▶ [Given text]:
*****

Change Of Pensions Inflation Index Measure, an emerging issue under IFRS

Report

Introduction: 

The rate of inflation upon which retirement benefit increases are based is one of the assumptions used in calculating a company’s pension obligations. Some pension schemes base increases explicitly on changes in the Retail Price Index (RPI) whilst others may refer to an unspecified Index. As there can be differences in the way rates are calculated, there is a potential for significant variation in the benefits paid to scheme members.

Summary: 

There are indications that the announcement by the government of its intention to replace the RPI by the Consumer Price Index (CPI) as the measure to which future pension increases would be linked will have a beneficial impact on companies’ financial statements. As CPI has historically been lower than RPI, the change has the potential to reduce pension scheme liabilities and we have noted two companies that disclose reduced obligations as a result of moving to CPI as the inflation measure.

Reporting Framework: 

The Urgent Issues Task Force of the UK Accounting Standards Board has published an Abstract that provides guidance on the accounting treatment of the change. Its consensus is that the presentation of a reduction in scheme liabilities is dependent on whether the obligation is to pay benefits with increases based on RPI, or more generally with inflation–linked increases. Where benefit increases are based on RPI, the change in scheme liabilities is a change in benefit and gives rise to a past service cost. The past service cost should be recognised in the accounting period when any necessary consultations have been concluded or employees’ valid expectations have been changed. If there is no obligation to pay benefit increases based on RPI then a change to CPI is a change in the financial assumption about inflation used to measure the liabilities and represents an actuarial gain or loss.

*****

▶ [Source excerpt]:
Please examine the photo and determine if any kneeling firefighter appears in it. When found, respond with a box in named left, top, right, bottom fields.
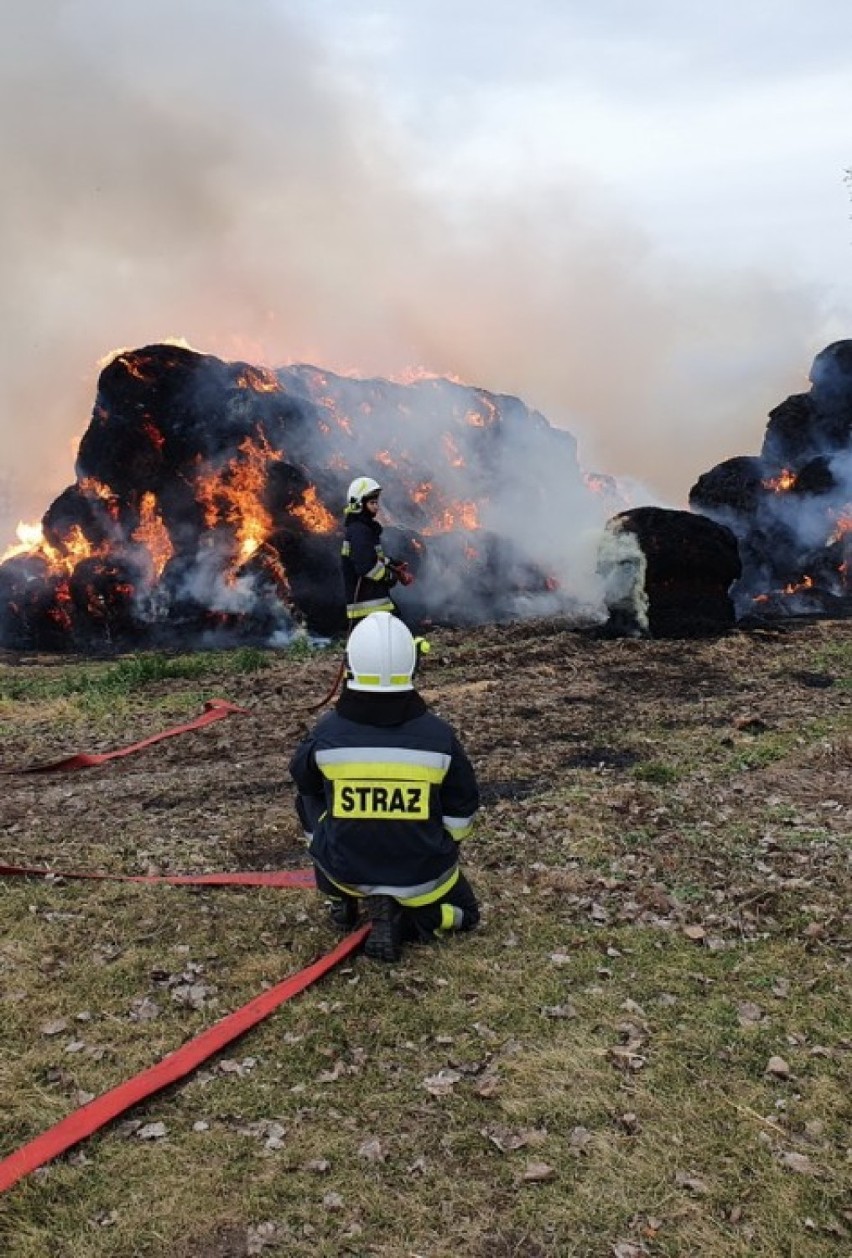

*****

▶ [Task instructions]:
Answer these questions from the pensions report above.
(a) On which index do some pension schemes explicitly base their benefit increases?
(b) What fact about CPI and RPI does the report give for the change's potential to reduce scheme liabilities?
(c) Under the Abstract, what does the change in scheme liabilities give rise to when benefit increases are based on RPI?

▶ [Response to the task]:
(a) The Retail Price Index (RPI).
(b) CPI has historically been lower than RPI.
(c) A past service cost.